**Instructions for the task**
Change "bulldozer" to "tractor" in the part of the article on platinum mining technology that opens with the words containing "The technologies may" and closes with "car sales falling.", and give that part again.

**Provided passage**
= = = =

* Technology may make new mines profitable
* Industry in crisis, has capital constraints
* Sector battered by low prices, social unrest
By Ed Stoddard
BURGERSFORT, South Africa, May 16 (Reuters) - Technologies used to carve subways and clear landmines are being retooled to mechanise South Africa’s platinum mines, where an unforgiving geology has stymied such efforts at a huge cost.
The technologies may make new mines profitable and could provide a lifeline for some loss-making shafts in a sector battered by low prices and social unrest, but there are limits.
Innovations include a 60-cm-high bulldozer built by private Croatian landmine clearance company Dok-ing that can reach narrow reefs, and a machine engineered by Atlas Copco unit Epiroc to replace blasting.
The stakes are high in the world’s top producer of the metal: most of South Africa’s platinum shafts are losing money, while the handful of mechanised ones are profitable.
Used for emissions-capping autocatalysts, the price of platinum remains pinned below $1,000 an ounce, less than half the lofty peaks it scaled a decade ago. Little upside is seen with diesel car sales falling.

= = = =

**Records**
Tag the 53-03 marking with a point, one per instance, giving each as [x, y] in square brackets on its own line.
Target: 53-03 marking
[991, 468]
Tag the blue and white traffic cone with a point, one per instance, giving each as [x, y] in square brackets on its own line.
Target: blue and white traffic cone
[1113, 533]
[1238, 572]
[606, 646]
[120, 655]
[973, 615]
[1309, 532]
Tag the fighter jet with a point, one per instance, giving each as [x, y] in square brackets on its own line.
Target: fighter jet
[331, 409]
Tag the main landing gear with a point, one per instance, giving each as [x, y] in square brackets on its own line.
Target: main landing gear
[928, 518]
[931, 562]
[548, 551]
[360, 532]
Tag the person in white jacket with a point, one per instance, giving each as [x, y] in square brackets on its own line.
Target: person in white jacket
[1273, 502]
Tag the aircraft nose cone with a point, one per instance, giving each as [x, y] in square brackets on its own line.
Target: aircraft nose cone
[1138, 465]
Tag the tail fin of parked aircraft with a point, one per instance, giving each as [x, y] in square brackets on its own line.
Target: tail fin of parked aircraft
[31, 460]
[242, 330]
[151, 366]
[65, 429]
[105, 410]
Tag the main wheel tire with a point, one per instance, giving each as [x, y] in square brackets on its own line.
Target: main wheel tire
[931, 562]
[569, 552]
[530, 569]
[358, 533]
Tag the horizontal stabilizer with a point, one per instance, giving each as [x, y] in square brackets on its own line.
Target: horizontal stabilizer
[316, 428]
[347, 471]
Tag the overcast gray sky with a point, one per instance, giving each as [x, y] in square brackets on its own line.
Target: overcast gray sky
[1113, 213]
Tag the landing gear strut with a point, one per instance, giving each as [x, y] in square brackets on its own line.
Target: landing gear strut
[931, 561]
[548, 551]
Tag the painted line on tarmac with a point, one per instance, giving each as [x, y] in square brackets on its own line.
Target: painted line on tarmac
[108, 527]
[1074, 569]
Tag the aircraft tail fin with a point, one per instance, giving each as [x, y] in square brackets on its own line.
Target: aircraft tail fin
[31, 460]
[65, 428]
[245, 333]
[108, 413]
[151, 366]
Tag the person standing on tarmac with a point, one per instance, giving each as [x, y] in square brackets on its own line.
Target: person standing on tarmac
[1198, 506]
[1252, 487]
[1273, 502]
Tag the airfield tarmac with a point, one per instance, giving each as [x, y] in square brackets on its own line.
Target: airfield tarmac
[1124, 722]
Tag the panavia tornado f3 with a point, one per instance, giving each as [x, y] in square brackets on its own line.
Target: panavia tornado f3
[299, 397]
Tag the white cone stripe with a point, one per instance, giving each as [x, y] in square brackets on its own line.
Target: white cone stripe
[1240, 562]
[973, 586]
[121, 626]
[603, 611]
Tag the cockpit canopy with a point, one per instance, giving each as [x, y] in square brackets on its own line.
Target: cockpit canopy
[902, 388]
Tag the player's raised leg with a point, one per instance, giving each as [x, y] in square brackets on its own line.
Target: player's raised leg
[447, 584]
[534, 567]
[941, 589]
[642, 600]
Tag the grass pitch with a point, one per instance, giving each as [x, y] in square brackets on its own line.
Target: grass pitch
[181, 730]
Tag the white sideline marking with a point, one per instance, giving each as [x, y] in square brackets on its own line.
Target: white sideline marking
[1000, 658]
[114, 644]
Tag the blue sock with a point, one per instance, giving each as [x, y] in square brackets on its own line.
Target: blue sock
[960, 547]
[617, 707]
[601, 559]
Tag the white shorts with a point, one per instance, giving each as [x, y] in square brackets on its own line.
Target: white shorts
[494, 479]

= = = =

**Answer area**
The technologies may make new mines profitable and could provide a lifeline for some loss-making shafts in a sector battered by low prices and social unrest, but there are limits.
Innovations include a 60-cm-high tractor built by private Croatian landmine clearance company Dok-ing that can reach narrow reefs, and a machine engineered by Atlas Copco unit Epiroc to replace blasting.
The stakes are high in the world’s top producer of the metal: most of South Africa’s platinum shafts are losing money, while the handful of mechanised ones are profitable.
Used for emissions-capping autocatalysts, the price of platinum remains pinned below $1,000 an ounce, less than half the lofty peaks it scaled a decade ago. Little upside is seen with diesel car sales falling.